## begin DOCUMENT EXTRACT

New Innovations in Instruction
The Oyster Bay High School physical education program received a makeover this summer in the form of a new curriculum, focusing on differentiation of activity and lifelong health and wellness. The effort was spearheaded by Mr. Charlie Rizzuto and Mr. John Brush.
To ensure that students are exposed to as many activities as possible during their time here at Oyster Bay, activities like Rugby, Jai–alai, Broomball, Netball, Golf, Spikeball, Ki-o-rahi and Quidditch have all been added, as well as many others. Some of those games may sound familiar, while others may be new to most people, which is no accident. When the new curriculum was being developed, the department looked at a variety of factors when choosing the games and activities.
One major goal of this addition to the curriculum is to teach the students a wide variety of fitness exercises that can be done with little or no equipment. As a TRX (Total Body Resistance Exercise) Certified Instructor Mr. Brush plans to focus a lot of the fitness unit on the many different exercises that can be done with that piece of equipment. As per Mr. Brush “The TRX is a very light weight, and compact piece of equipment that can easily be taken almost anywhere a person can go, giving them the opportunity to experience full body workouts in places where they normally might not be able to.” Learning how to properly execute exercises with this piece of equipment will give our students one more opportunity to continue to improve their lifelong fitness.
The department first looked at activities that are most popular at the club or intramural level on many college campuses. After students throw their caps in the air on the front steps of the high school in June, some go on to play sports in college, but most do not. If they are going to be active at their new home, they are going to play club or intramural sports, or workout on their own time.
Introducing the students to games that they will have the opportunity to participate in while they are away at school will hopefully increase the likelihood that they will feel confident and competent enough to join in. This will not only lead to increased physical fitness, but also a broader social group and enhanced levels of mental and emotional health. Rugby and Quidditch (the game from the Harry Potter books) are two of the more popular activities on many campuses, along with Ultimate Frisbee (which is also in the curriculum) and some of the more traditional sports like basketball and volleyball.
Next, the idea of leveling the playing field and creating an inclusive atmosphere was explored. No one in Oyster Bay High School is a varsity netball player, or is going to college to play jai-alai. With the addition of activities like those, it places all of the students on similar ground. Although netball is similar to basketball in many ways, it is different enough that the basketball players in the class will not dominate activity time as easily. The game naturally levels the playing field with little to no additional modification needed.
The new curriculum also exposes the students to games from all over the world, which is important to their overall development. Ki-o-rahi, not being a native game to the United States, creates a lot of opportunity for class discussion and cross curricular learning. Tchoukball, cricket and rounders are some examples of other world games that are also in the new curriculum.
Lastly, games that the students may be exposed to on their own time were also written in. Spikeball is very popular amongst teens, especially at the beach during the warmer summer months. Games like Spikeball were added in the hopes that if all of the students had some experience playing the game, they will be more likely to join in when they see it being played.
More traditional games like basketball and soccer will still be played, but they will be more of a focus with the 7th and 8th graders. Mr. Rizzuto provided a couple of examples as to how the traditional games will be utilized.

## end DOCUMENT EXTRACT
## begin AVAILABLE DATA

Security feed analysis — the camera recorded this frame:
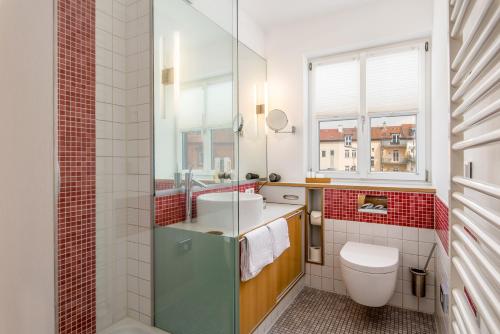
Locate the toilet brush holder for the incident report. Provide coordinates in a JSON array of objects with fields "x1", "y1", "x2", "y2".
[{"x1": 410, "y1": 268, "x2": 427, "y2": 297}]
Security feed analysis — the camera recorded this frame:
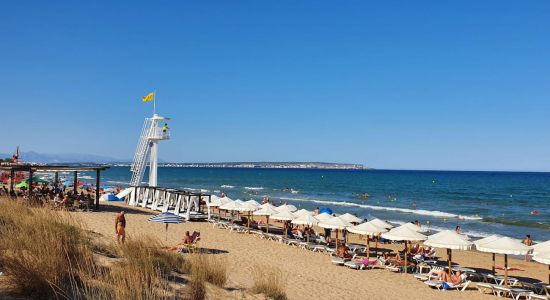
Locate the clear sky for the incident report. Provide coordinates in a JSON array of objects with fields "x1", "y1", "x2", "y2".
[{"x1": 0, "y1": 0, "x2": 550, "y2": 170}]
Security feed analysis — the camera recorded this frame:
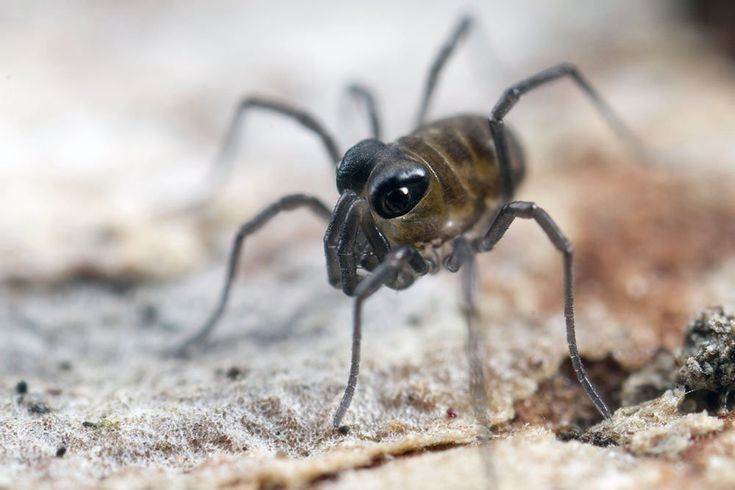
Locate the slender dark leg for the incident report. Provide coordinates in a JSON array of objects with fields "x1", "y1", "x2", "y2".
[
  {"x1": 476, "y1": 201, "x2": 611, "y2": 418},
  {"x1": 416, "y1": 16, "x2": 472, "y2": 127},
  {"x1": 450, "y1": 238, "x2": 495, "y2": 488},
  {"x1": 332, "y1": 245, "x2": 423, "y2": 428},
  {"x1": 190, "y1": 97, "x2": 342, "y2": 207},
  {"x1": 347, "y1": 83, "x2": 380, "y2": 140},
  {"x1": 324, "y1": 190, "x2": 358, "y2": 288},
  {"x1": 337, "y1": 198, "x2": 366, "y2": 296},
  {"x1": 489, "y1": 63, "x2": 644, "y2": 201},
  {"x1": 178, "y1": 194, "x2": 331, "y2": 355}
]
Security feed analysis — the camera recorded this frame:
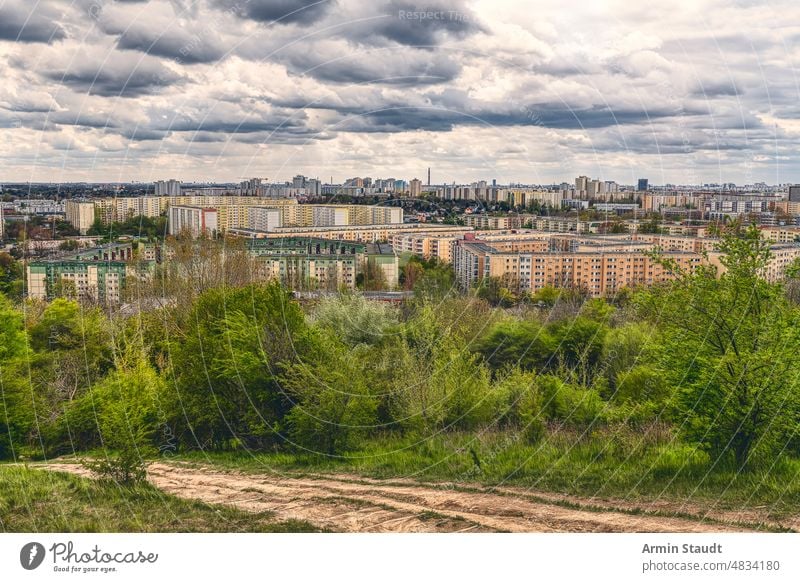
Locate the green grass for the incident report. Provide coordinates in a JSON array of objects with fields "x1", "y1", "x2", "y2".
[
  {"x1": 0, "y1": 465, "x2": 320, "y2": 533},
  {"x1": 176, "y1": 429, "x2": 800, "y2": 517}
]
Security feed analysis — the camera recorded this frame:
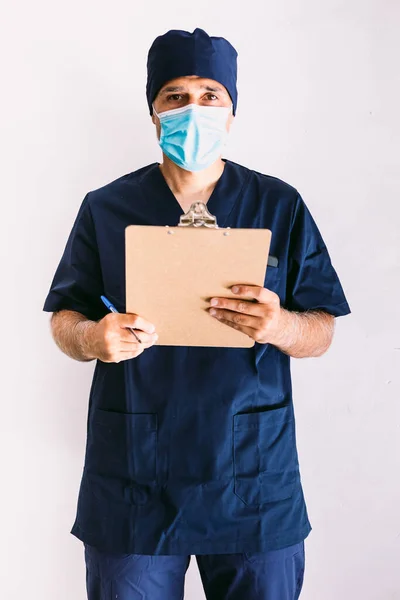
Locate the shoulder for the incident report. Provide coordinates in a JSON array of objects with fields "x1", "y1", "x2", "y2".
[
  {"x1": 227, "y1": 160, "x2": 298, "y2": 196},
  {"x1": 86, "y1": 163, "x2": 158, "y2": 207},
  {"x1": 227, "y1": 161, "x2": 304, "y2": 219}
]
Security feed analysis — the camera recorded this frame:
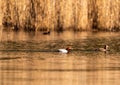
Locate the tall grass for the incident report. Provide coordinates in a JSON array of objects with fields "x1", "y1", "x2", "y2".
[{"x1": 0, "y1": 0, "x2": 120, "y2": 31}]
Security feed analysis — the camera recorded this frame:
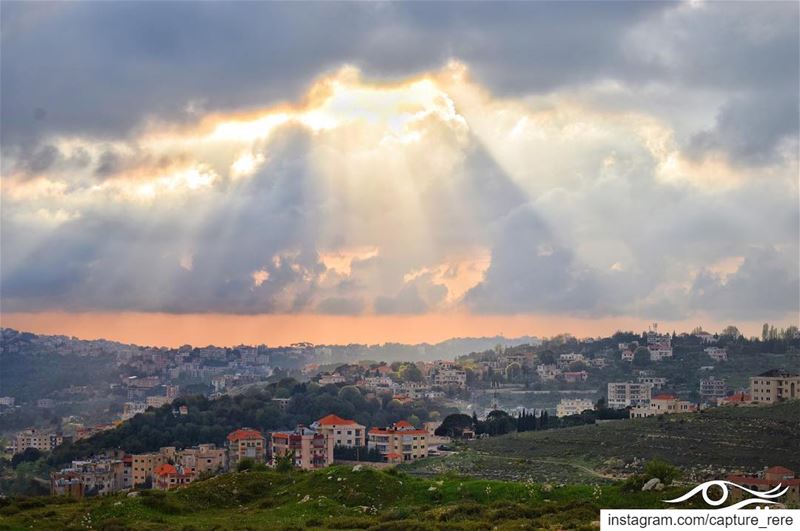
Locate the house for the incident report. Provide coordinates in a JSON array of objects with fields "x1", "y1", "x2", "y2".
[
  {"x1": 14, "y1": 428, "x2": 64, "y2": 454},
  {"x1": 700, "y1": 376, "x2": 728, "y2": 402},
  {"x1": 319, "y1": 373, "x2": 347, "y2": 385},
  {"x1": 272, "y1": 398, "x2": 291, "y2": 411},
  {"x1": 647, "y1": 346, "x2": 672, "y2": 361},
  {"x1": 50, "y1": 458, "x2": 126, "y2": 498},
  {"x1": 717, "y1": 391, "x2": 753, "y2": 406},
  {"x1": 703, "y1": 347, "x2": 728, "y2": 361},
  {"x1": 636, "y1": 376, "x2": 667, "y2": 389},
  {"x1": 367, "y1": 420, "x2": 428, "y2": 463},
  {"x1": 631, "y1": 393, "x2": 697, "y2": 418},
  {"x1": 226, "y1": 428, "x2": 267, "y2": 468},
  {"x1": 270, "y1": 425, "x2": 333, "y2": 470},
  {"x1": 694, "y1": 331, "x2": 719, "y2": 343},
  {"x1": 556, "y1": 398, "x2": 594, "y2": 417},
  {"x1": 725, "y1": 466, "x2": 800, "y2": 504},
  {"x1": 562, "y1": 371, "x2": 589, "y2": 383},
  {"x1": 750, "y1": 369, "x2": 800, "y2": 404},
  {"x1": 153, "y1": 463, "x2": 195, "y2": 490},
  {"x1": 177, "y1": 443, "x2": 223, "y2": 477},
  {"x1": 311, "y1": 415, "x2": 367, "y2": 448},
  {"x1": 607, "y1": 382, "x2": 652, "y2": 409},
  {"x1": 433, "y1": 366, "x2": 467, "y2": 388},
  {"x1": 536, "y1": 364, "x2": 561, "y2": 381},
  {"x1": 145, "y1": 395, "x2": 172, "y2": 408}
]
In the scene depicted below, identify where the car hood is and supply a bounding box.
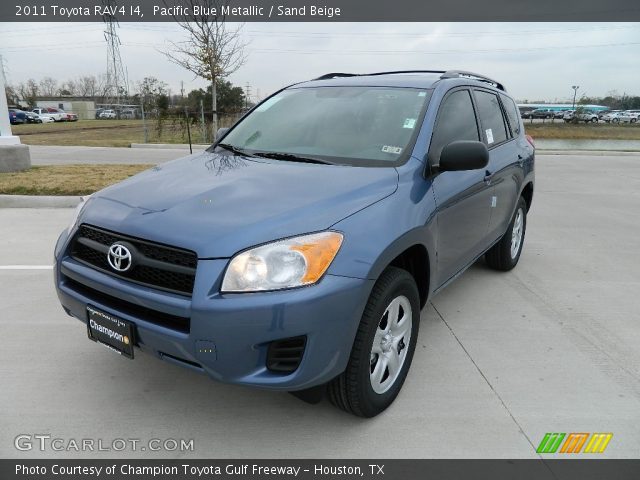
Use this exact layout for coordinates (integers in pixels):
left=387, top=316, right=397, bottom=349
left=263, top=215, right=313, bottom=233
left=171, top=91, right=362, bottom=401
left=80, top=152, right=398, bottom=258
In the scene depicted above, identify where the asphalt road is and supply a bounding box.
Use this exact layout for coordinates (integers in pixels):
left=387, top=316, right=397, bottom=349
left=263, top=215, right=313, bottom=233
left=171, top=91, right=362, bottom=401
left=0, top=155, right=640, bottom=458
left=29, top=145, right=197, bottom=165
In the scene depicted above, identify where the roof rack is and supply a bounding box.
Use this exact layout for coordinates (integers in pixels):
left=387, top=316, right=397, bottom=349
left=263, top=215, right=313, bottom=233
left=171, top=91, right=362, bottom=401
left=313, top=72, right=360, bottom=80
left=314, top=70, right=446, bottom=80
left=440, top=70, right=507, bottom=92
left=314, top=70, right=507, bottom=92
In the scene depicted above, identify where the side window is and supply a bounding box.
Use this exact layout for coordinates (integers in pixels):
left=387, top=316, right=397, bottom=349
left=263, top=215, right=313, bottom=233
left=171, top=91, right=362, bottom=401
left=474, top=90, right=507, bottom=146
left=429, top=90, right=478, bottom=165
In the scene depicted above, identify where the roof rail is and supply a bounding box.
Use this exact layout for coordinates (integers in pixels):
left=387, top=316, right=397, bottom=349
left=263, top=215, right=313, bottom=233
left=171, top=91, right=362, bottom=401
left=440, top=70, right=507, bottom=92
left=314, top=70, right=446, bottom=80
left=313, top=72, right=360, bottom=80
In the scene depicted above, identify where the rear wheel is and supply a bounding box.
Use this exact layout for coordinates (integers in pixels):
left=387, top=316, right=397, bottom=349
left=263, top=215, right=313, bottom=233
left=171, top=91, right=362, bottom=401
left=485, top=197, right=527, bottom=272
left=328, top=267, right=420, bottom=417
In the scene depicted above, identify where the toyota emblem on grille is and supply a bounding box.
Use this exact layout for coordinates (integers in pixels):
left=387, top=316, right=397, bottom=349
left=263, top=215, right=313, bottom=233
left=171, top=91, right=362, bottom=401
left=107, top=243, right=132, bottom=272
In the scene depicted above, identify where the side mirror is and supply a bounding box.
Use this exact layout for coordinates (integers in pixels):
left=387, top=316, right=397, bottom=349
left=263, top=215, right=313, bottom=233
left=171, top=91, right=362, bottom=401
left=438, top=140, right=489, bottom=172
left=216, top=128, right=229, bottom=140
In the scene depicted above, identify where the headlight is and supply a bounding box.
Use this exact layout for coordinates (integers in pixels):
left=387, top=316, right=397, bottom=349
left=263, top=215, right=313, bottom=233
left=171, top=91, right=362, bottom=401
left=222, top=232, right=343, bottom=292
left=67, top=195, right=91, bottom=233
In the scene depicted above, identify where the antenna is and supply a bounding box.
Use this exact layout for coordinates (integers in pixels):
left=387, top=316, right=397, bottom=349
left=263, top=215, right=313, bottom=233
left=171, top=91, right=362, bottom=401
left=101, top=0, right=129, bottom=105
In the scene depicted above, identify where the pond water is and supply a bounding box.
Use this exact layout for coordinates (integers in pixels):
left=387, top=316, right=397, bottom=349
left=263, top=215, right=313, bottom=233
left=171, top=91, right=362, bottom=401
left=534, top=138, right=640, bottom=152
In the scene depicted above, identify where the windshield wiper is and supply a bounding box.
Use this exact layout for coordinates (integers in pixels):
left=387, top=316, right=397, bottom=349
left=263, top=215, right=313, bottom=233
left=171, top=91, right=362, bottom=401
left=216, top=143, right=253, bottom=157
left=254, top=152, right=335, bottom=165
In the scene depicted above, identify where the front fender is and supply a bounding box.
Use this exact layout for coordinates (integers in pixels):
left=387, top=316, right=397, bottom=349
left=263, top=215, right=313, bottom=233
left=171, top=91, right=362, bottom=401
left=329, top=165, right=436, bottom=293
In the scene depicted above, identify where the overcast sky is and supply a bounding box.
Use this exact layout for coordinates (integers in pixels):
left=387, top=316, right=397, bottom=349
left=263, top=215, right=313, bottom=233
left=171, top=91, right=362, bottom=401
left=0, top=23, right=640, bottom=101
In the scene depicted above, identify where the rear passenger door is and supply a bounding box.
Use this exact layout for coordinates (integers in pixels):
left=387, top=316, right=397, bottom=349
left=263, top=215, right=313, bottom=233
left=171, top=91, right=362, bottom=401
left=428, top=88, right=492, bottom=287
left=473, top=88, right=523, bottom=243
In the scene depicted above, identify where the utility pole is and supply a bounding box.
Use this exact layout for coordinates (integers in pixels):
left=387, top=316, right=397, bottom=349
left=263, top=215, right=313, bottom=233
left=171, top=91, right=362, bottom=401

## end AVAILABLE DATA

● PARTS OF THE EXERCISE
a. Count the lines in the rows that contain the string "roof", treating uppercase and lowercase as different. Give only the number.
b. Continue the article about the new high school physical education curriculum from the point where it ends.

● SET OF ANSWERS
a. 2

b.
“In my classes, I will use the more traditional games as part of my units. I can use football as a way to slowly lead into rugby, or I can combine a netball unit with basketball and allow the students to compare and contrast all of the elements of the two games. I also allow my students to play more traditional games during choice days.
Every so often I create a general lesson objective that can be incorporated into a variety of activities and allow groups of students to choose anything that they would want to play that day, as long as it fits the objective. On those days you see a lot of basketball and soccer being played, with the occasional scooter race sighting”
The games were not the only thing that has been updated. The fitness concepts being covered have been sequenced from 9th through 12th grade as well. The goal of the fitness portion of the curriculum is that every student will be able to write a fitness plan for themselves or someone else, pertaining to specific goals. The ability to understand how to create a fitness plan that will improve your overall wellbeing is invaluable, and when a student graduates from Oyster Bay High School, they will be able to do just that. In 9th and 10th grade students will explore concepts such as specificity, progression, overload, energy balance, target heart rate, using exercise to manage stress and various ways to warm-up.
In 11th and 12th grade the students will expand their knowledge base to understand different muscle fiber types, rest and recovery, cardiovascular functioning, high intensity interval training, nutrition and the difference between muscular strength and muscular power. The internalization of these concepts will give the students the tools necessary to live healthier, more productive and injury free lives.
In addition to games and fitness concepts, the new curriculum has also added project adventure to the agenda. During project adventure units, students will engage in individual, small group and large group challenges and learning experiences. They will demonstrate personal and social responsibility by playing games, analyzing challenges and climbing structures. When asked about students that may feel uncomfortable with certain activities for whatever reason Mr. Rizzuto said, “Adventure can be challenge by choice. Allowing students to challenge themselves in an individualized way alleviates some of the hesitation, while still allowing the benefits of the instruction to occur.”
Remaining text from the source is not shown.